(Problem to solve): All of the data that follows should be retyped exactly as it appears.
:::::
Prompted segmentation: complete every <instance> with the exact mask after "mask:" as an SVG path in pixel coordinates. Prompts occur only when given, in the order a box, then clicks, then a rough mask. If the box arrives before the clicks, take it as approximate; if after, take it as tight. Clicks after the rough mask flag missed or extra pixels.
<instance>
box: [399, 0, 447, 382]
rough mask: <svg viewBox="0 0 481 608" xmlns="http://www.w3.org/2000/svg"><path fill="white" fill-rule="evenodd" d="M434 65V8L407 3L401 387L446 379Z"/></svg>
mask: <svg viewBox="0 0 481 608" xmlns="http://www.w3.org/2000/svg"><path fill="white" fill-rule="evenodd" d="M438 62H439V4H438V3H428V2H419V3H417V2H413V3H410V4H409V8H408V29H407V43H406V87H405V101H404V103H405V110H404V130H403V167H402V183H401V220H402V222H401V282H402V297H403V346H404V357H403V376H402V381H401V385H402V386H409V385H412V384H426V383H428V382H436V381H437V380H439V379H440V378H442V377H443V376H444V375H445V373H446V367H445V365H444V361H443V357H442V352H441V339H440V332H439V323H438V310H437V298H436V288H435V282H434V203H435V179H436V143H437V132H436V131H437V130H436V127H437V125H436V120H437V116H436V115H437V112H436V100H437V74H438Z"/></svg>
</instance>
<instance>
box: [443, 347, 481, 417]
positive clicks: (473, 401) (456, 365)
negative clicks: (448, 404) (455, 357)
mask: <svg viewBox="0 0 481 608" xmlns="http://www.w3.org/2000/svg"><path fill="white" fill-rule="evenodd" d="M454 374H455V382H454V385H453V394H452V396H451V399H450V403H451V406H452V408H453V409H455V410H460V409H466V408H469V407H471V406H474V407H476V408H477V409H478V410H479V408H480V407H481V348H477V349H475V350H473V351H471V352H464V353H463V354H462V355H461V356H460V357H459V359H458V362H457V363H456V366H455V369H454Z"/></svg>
:::::
(Finished task):
Prompted segmentation: complete every <instance> with the exact mask after "mask:" as an SVG path in pixel coordinates. Prompts occur only when given, in the order a box, then clicks, then a rough mask. If the box arrives before the clicks, take it as approximate; if after, take it as tight. Clicks after the rough mask flag missed or extra pixels.
<instance>
box: [399, 0, 447, 382]
rough mask: <svg viewBox="0 0 481 608" xmlns="http://www.w3.org/2000/svg"><path fill="white" fill-rule="evenodd" d="M434 65V8L407 3L401 387L446 379Z"/></svg>
mask: <svg viewBox="0 0 481 608" xmlns="http://www.w3.org/2000/svg"><path fill="white" fill-rule="evenodd" d="M438 62H439V4H438V3H428V2H419V3H417V2H413V3H410V4H409V8H408V29H407V43H406V87H405V101H404V103H405V110H404V130H403V167H402V183H401V220H402V222H401V282H402V297H403V346H404V357H403V376H402V381H401V385H402V386H409V385H412V384H426V383H428V382H436V381H437V380H439V379H440V378H442V377H443V376H444V375H445V373H446V367H445V365H444V361H443V357H442V352H441V339H440V332H439V323H438V310H437V298H436V288H435V282H434V203H435V179H436V143H437V132H436V131H437V130H436V127H437V125H436V120H437V116H436V115H437V112H436V100H437V74H438Z"/></svg>
</instance>
<instance>
box: [443, 347, 481, 417]
positive clicks: (473, 401) (456, 365)
negative clicks: (448, 404) (455, 357)
mask: <svg viewBox="0 0 481 608" xmlns="http://www.w3.org/2000/svg"><path fill="white" fill-rule="evenodd" d="M454 374H455V382H454V385H453V394H452V396H451V399H450V403H451V406H452V408H453V409H455V410H460V409H466V408H469V407H471V406H474V407H476V408H477V409H478V410H479V408H480V407H481V348H477V349H475V350H473V351H471V352H464V353H463V354H462V355H461V356H460V357H459V359H458V362H457V363H456V366H455V369H454Z"/></svg>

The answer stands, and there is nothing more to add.